## INSTRUCTIONS TO FOLLOW
Copy each line of the entries below that contains the string "rough".

## ENTRIES PROVIDED
****************************************

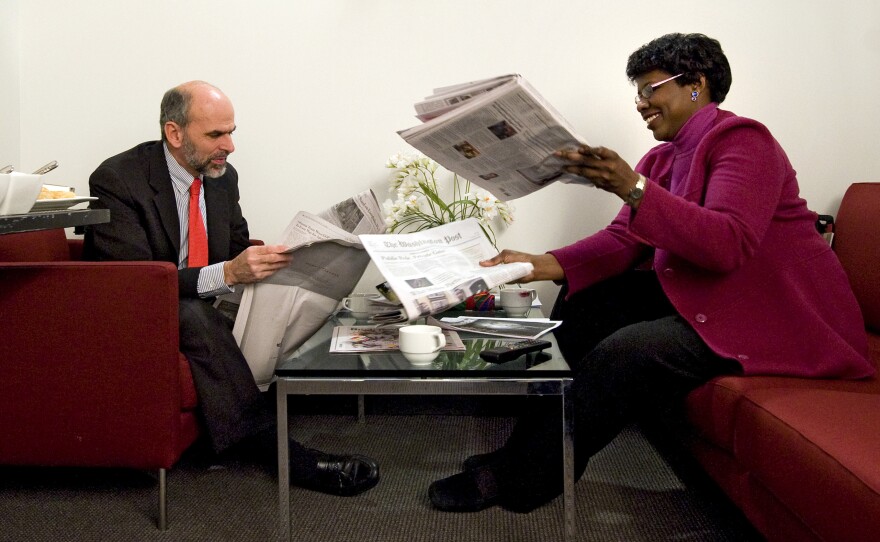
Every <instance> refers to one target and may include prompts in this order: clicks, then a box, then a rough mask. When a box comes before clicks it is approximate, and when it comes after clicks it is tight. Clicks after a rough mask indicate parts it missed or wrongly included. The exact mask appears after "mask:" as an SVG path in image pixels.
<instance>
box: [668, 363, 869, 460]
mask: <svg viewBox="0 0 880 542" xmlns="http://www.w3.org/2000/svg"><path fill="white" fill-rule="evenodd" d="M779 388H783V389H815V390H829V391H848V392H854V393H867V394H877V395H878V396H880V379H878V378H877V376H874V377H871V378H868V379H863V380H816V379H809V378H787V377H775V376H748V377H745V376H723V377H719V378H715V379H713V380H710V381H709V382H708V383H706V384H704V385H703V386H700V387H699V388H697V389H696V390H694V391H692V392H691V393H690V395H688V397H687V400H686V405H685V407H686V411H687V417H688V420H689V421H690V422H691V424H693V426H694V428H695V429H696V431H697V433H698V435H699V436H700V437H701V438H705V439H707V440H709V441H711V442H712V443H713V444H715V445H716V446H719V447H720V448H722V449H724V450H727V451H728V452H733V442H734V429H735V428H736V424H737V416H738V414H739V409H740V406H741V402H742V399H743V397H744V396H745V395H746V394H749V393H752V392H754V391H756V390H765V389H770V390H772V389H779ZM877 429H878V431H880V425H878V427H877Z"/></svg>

****************************************

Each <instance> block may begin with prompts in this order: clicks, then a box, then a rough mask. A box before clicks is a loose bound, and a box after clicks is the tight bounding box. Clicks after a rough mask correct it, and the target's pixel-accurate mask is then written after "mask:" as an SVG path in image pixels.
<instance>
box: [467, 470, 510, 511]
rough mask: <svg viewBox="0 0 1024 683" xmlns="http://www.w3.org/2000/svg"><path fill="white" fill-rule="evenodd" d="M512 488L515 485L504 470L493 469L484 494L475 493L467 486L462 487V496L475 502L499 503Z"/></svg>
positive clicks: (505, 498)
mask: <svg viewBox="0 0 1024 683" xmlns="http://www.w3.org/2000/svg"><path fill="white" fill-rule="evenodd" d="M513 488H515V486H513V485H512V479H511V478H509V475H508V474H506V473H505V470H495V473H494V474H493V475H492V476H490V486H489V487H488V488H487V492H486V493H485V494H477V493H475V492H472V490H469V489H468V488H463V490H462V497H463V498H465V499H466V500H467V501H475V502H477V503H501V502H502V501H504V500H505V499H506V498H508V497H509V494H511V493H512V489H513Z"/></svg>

****************************************

## ANSWER TO THE EXERCISE
Every <instance> refers to one target and may include prompts in this order: clicks, then a box, then a rough mask. When a box comes before clicks it is approximate, and when it comes after clicks it is tight. Clicks after a rough mask indicate parts it missed or wrongly included. The exact mask appears after "mask:" as an SVG path in image pixels.
Each <instance> block may begin with prompts in this order: clicks, then a box, then a rough mask. A box before clicks is a loose bound, and a box after clicks is the tight bounding box. Clicks after a rough mask correct it, and the target's pixel-accurate mask is then written after "mask:" as an SVG path in image pixels.
rough mask: <svg viewBox="0 0 1024 683" xmlns="http://www.w3.org/2000/svg"><path fill="white" fill-rule="evenodd" d="M512 488L515 485L504 470L493 469L484 494L475 493L467 486L462 487V496L475 502L499 503Z"/></svg>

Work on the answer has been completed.